Exercise aim — Set down, exactly as they appear, the line containing "Habitat-census task: mark the white" and all subsequent lines through the end of the material below.

Excerpted records —
○ ○ ○ ○
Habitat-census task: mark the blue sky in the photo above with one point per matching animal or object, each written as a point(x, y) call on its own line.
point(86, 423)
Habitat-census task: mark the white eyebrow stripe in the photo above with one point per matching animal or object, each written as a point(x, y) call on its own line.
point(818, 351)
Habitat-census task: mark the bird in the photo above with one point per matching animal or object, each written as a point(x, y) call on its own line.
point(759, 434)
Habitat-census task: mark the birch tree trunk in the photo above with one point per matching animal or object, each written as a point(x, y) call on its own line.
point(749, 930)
○ ○ ○ ○
Solution —
Habitat-census task: mark the white eyebrow stripe in the photo above with one point per matching animal or object, each written as a point(x, y) call on its own line.
point(818, 351)
Habitat-census task: mark the bird in the photo above with one point per matching animal or object, each written as a point(x, y) call on its own line.
point(759, 434)
Habitat-census task: mark the birch tree trunk in the photo above with one point per matching animal or object, each written as a point(x, y) call on its own line.
point(749, 930)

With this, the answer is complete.